* [Exercice]: Prolongez le texte sur la note en délibéré devant la juridiction administrative, en reprenant juste après sa dernière phrase.

* [Extrait du texte]:
En désignant le président de la formation de jugement, le texte ne semble pas concerner le juge des référés, a fortiori, le juge des référés statuant en urgence, la procédure devant ce dernier étant traitée au livre V, titre II (article R. 522-1 à R. 522-14).
 
La distinction juge des référés/juge du fond, ou encore juge du provisoire/juge du principal conduit à penser que les deux régimes doivent s’articuler, avec une réserve concernant le juge unique statuant en qualité de juge du fond ou le juge des référés en matière contractuelle, lorsque ses pouvoirs relèvent de ceux du juge du fond [2]
 
Pour autant, la faculté de déposer une note en délibéré ne disparaît pas dans les procédures à juge unique, ni devant le juge des référés.
 
D’ailleurs, avant que la note en délibéré soit reconnue par le code de justice administrative (ancien article R. 731-5 issu du décret n° 2005-1586 du 19 décembre 2005 devenu article R. 731-3), son usage s’était spontanément répandu devant la juridiction administrative -les professionnels ne l’ignorent pas- et le Conseil d’Etat avait progressivement fixé les règles encadrant cette pratique.
 
La note en délibéré constitue donc bien un droit pour les parties à l’instance, dès lors qu’une audience s’est tenue.

* [Jeu de données]:
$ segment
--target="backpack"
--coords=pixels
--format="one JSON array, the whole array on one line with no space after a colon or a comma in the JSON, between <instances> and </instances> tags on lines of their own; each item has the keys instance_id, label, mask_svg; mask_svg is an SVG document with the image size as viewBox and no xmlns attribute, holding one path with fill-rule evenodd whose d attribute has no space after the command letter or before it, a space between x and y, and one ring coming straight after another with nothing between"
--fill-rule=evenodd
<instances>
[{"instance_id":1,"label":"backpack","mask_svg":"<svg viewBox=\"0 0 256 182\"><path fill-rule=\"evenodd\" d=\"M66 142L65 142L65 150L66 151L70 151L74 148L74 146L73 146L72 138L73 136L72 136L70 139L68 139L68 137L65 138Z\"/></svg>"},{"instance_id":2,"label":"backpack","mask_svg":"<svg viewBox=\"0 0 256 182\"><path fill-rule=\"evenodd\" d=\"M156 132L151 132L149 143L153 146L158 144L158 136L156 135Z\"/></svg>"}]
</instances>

* [Résultat final]:
Ainsi, dans le cas où le jugement est rendu le jour même de l’audience sans que les parties en aient été préalablement averties, «elles ne peuvent être regardées comme ayant été mises à même d’exercer leur droit de présenter une note en délibéré ; ce jugement a dès lors été rendu au terme d’une procédure irrégulière» (CE, 16 mars 2010, n° 312890).
 
Mais si le «droit à» la note en délibéré doit être considéré comme acquis tant devant la formation de jugement -collégiale ou à juge unique- que devant le juge des référés, le formalisme de l’article R 711-2 s’impose-t-il à la convocation à l’audience de référé sous condition d’urgence ?

  II - Le Code de justice administrative adapte à l’urgence certaines règles de procédure, et la jurisprudence du Conseil d’Etat a déjà admis que certaines exigences de forme soient atténuées ou disparaissent devant l’urgence  
L’article L. 5 du Code de justice administrative (Titre préliminaire), après avoir rappelé que l'instruction des affaires est contradictoire, prévoit expressément que les exigences de la contradiction sont adaptées à celles de l'urgence.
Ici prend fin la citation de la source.